# WHAT THE TASK REQUIRES:
Output the material below word for word, leaving out the pictures.

# PROVIDED DATA:

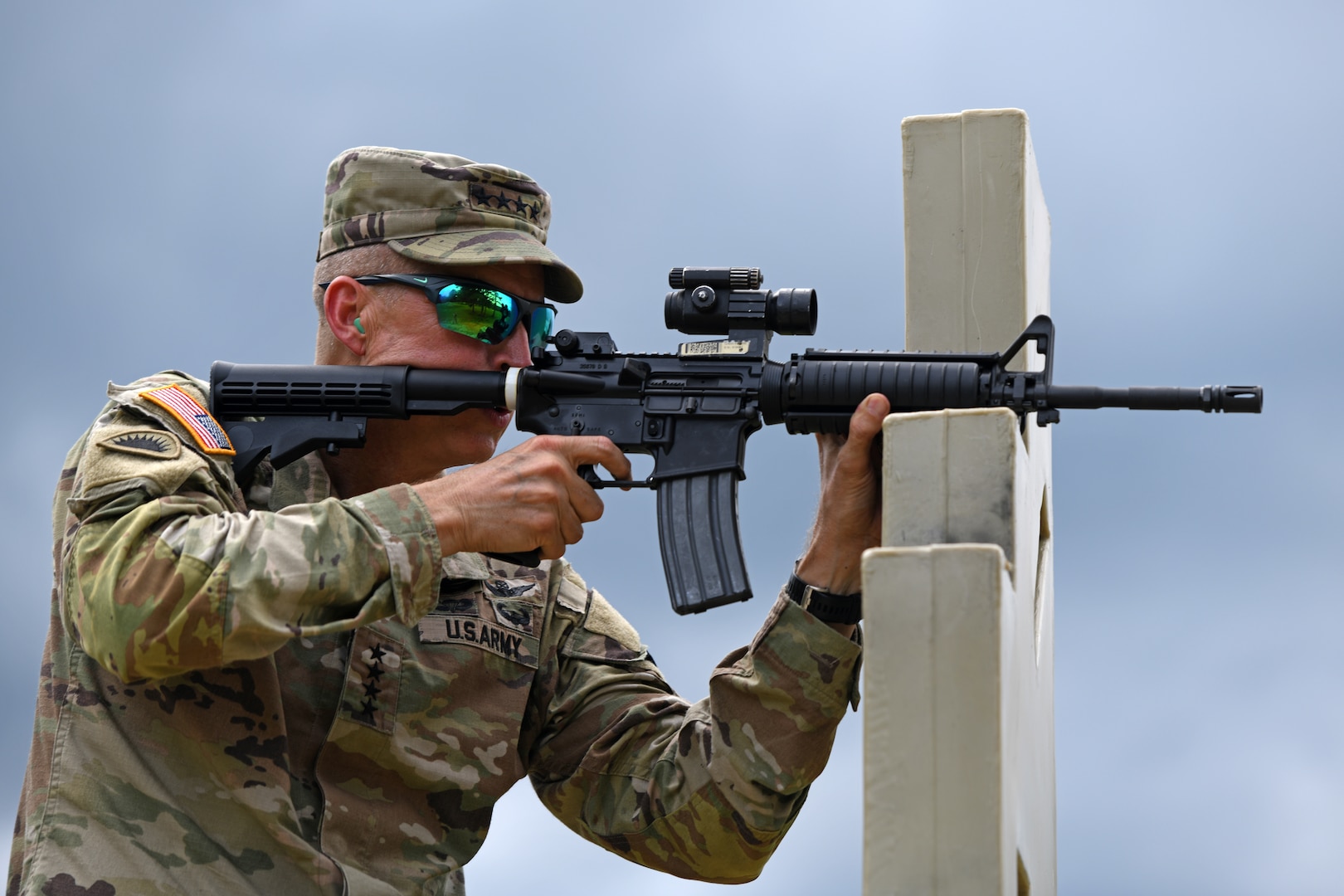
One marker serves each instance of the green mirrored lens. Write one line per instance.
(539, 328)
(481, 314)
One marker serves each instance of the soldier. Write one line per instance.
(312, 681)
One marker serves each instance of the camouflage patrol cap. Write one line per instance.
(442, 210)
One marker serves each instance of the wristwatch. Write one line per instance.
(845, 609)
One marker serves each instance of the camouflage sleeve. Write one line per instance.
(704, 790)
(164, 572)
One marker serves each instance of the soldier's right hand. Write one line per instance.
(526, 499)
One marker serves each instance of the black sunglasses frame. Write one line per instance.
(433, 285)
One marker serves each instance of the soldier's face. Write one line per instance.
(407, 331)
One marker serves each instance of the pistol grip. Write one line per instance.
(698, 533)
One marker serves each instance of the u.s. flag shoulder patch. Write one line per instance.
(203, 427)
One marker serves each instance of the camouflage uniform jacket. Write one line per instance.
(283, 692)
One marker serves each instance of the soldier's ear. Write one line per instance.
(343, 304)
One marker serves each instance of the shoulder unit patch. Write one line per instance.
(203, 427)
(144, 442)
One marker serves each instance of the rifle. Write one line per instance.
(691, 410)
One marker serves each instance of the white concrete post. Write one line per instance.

# COMPLETE OUTPUT:
One marker serves each instance of the green mirrored lens. Write one line per instance.
(539, 328)
(481, 314)
One marker serves each instance of the soldier. Write one line per instance.
(312, 681)
One marker serves each instance of the camouflage patrol cap. Write one line per instance.
(442, 210)
One marker serves each instance of the wristwatch. Write one line per instance.
(845, 609)
One marker serves each instance of the camouflage sleeve. Write one line per instance.
(704, 790)
(164, 572)
One marker serves each instance of the soldier's right hand. Write one line per instance.
(526, 499)
One marker serves each instance of the black sunglasses frame. Write one line per instance.
(433, 285)
One marker serves each instance of the soldier's face. Write one line per instance.
(407, 331)
One marker serves each instance of the pistol grip. Write one line per instance.
(698, 533)
One marker serves each instance of the u.s. flag shoulder patch. Write one line per instance.
(203, 427)
One marker serves each instance of the camouflage uniform jacket. Write one line per instance.
(283, 692)
One marker serves each instance of the soldier's ear. Write one line per instance.
(343, 304)
One marker serves each instance of the shoulder unit patch. Write one line per instance.
(203, 427)
(144, 442)
One marker serves each instance of the rifle. Write one line per instance.
(691, 410)
One marker serves each instance of the white concrete post. Write one line per instance.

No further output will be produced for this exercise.